◆ EXERCISE DIRECTIONS ◆
Copy each of the following records verbatim, changing nothing.

** START **

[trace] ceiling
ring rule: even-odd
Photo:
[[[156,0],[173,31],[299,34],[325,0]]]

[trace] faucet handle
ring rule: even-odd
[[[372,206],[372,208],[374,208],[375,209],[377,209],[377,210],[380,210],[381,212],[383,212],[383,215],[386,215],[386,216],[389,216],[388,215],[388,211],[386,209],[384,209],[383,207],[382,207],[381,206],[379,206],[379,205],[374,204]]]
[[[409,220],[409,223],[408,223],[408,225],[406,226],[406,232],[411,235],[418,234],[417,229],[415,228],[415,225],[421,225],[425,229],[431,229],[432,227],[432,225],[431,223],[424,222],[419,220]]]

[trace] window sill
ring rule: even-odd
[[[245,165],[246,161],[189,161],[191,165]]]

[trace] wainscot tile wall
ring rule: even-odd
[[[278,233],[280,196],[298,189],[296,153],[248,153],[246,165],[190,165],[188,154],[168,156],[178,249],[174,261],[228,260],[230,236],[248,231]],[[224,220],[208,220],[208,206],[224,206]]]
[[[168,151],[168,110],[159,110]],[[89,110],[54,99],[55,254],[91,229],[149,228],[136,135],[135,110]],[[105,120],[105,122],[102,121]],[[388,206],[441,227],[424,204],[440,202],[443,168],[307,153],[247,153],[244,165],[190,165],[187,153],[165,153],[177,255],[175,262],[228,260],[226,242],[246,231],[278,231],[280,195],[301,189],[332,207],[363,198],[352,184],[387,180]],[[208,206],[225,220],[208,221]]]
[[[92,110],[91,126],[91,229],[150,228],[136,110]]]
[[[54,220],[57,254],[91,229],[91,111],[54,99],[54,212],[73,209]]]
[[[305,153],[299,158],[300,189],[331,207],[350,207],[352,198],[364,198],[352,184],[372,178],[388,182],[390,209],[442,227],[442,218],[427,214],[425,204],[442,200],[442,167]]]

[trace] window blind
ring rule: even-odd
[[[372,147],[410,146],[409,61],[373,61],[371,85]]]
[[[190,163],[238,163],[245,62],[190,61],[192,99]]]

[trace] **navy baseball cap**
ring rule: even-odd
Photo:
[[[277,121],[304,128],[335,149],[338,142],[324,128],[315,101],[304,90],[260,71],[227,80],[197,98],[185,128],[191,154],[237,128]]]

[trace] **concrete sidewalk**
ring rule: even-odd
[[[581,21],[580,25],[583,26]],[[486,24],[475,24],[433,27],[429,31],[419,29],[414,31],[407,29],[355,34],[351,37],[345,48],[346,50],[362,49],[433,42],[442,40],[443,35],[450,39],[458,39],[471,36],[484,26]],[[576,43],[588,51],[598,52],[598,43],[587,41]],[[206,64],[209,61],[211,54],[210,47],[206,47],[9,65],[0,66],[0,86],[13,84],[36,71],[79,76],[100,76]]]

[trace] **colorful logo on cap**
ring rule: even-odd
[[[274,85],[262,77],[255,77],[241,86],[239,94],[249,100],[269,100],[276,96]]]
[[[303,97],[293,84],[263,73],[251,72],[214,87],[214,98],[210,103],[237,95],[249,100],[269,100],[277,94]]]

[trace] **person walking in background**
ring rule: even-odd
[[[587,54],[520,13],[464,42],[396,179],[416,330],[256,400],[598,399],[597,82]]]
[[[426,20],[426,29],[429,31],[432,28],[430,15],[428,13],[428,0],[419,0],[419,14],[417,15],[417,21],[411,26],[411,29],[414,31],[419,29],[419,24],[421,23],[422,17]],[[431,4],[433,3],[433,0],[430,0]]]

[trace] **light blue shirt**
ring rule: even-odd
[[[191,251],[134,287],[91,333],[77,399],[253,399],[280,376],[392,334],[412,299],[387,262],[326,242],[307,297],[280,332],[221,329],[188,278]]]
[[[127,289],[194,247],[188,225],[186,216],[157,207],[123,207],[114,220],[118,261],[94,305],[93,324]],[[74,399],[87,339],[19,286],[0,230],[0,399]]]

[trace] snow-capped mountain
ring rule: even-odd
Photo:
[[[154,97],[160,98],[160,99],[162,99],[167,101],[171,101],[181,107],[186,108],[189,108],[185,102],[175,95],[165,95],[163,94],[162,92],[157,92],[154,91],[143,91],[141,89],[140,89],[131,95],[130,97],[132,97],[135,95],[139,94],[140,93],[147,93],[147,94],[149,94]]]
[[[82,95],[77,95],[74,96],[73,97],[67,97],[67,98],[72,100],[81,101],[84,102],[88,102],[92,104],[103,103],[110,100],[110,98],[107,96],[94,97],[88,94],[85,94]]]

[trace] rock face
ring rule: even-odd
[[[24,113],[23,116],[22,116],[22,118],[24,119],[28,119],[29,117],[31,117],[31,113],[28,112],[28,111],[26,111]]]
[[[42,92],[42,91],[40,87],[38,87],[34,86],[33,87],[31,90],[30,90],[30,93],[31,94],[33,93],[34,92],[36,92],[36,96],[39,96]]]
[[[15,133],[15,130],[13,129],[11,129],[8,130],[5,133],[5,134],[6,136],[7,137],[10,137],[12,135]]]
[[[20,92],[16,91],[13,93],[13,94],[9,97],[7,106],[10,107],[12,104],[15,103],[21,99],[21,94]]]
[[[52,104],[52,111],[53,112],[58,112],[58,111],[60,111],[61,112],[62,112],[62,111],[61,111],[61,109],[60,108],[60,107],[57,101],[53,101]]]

** END **

◆ SOLUTION BELOW ◆
[trace] ceiling
ring rule: even-odd
Photo:
[[[156,0],[173,31],[299,34],[325,0]]]

[trace] faucet handle
ring rule: even-odd
[[[372,206],[372,208],[374,208],[375,209],[377,209],[377,210],[380,210],[381,212],[383,212],[383,215],[386,215],[386,216],[389,216],[388,215],[388,211],[386,209],[384,209],[383,207],[382,207],[381,206],[379,206],[379,205],[374,204]]]
[[[409,220],[409,223],[408,223],[408,225],[406,226],[406,232],[411,235],[418,234],[417,229],[415,228],[415,225],[421,225],[425,229],[431,229],[432,227],[432,225],[431,223],[424,222],[419,220]]]

[trace] window sill
ring rule: even-odd
[[[245,165],[246,161],[189,161],[191,165]]]

[trace] wainscot tile wall
ring rule: even-odd
[[[278,233],[280,196],[298,189],[296,153],[248,153],[246,165],[190,165],[188,154],[168,156],[178,249],[174,261],[228,260],[230,236],[248,231]],[[224,220],[208,220],[208,206],[224,206]]]
[[[168,151],[168,110],[159,110]],[[89,110],[54,99],[55,254],[91,229],[149,228],[136,135],[135,110]],[[105,120],[105,122],[102,121]],[[388,206],[441,227],[424,204],[440,202],[443,168],[307,153],[247,153],[244,165],[190,165],[187,153],[165,153],[177,255],[175,262],[228,260],[226,242],[246,231],[278,231],[280,195],[301,189],[332,207],[363,198],[352,184],[387,180]],[[208,206],[225,220],[208,221]]]
[[[92,110],[91,126],[91,229],[150,228],[136,110]]]
[[[54,220],[57,254],[91,229],[91,111],[54,99],[54,212],[73,209]]]
[[[305,153],[299,158],[300,189],[331,207],[350,207],[352,198],[364,198],[352,184],[372,178],[388,182],[390,209],[442,227],[442,218],[427,214],[425,204],[442,200],[442,167]]]

[trace] window blind
ring rule: even-odd
[[[372,147],[410,146],[409,61],[373,61],[371,85]]]
[[[190,163],[238,163],[245,62],[190,61],[192,99]]]

[trace] **navy baseball cap**
ring rule: even-odd
Photo:
[[[277,121],[304,128],[335,149],[338,142],[324,128],[315,101],[304,90],[260,71],[227,80],[197,98],[185,128],[191,154],[237,128]]]

[trace] **concrete sidewalk**
ring rule: even-odd
[[[581,21],[580,25],[583,26]],[[486,24],[475,24],[433,27],[429,31],[419,29],[414,31],[407,29],[355,34],[351,37],[345,48],[346,50],[362,49],[433,42],[442,40],[443,35],[450,39],[458,39],[471,36],[484,26]],[[576,43],[588,51],[598,52],[598,43],[587,41]],[[206,64],[209,61],[211,54],[210,47],[206,47],[9,65],[0,66],[0,86],[13,84],[36,71],[79,76],[100,76]]]

[trace] **colorful logo on cap**
ring rule: even-odd
[[[274,85],[262,77],[255,77],[241,86],[239,94],[249,100],[269,100],[276,96]]]
[[[303,97],[293,84],[263,73],[251,72],[214,87],[214,98],[210,103],[237,95],[249,100],[269,100],[277,94]]]

[trace] **person walking in background**
ring rule: even-odd
[[[587,54],[520,13],[464,42],[396,179],[416,330],[256,400],[598,399],[597,82]]]
[[[426,20],[426,29],[429,31],[432,28],[430,15],[428,13],[428,0],[419,0],[419,14],[417,15],[417,21],[411,26],[411,29],[414,31],[419,29],[419,24],[421,23],[422,17]],[[431,4],[433,3],[433,0],[430,0]]]

[trace] **light blue shirt**
ring rule: even-odd
[[[191,251],[134,287],[91,333],[77,399],[253,399],[280,376],[392,334],[412,299],[387,262],[326,242],[307,297],[280,332],[221,329],[188,278]]]
[[[127,289],[194,247],[188,225],[186,216],[157,207],[123,207],[114,220],[118,261],[94,305],[93,324]],[[74,399],[87,339],[19,286],[0,230],[0,399]]]

[trace] snow-capped mountain
ring rule: even-odd
Photo:
[[[154,97],[160,98],[160,99],[162,99],[167,101],[171,101],[181,107],[186,108],[189,108],[185,102],[175,95],[165,95],[163,94],[162,92],[157,92],[154,91],[143,91],[141,89],[140,89],[131,95],[130,97],[132,97],[135,95],[139,94],[140,93],[147,93],[147,94],[149,94]]]
[[[82,95],[77,95],[74,96],[73,97],[67,97],[67,98],[72,100],[81,101],[84,102],[88,102],[92,104],[103,103],[110,100],[110,98],[107,96],[94,97],[88,94],[85,94]]]

[trace] rock face
ring rule: even-odd
[[[24,113],[23,116],[22,116],[22,118],[24,119],[28,119],[29,117],[31,117],[31,113],[28,112],[28,111],[26,111]]]
[[[42,92],[42,91],[40,87],[38,87],[34,86],[33,87],[31,90],[30,90],[30,93],[31,94],[33,93],[34,92],[36,92],[36,96],[39,96]]]
[[[15,133],[15,130],[13,129],[11,129],[8,130],[5,133],[5,134],[6,136],[7,137],[10,137],[12,135]]]
[[[20,92],[16,91],[13,93],[13,94],[9,97],[7,106],[10,107],[12,104],[15,103],[21,99],[21,94]]]
[[[52,104],[52,111],[53,112],[58,112],[58,111],[60,111],[61,112],[62,112],[62,111],[61,111],[61,109],[60,108],[60,107],[57,101],[53,101]]]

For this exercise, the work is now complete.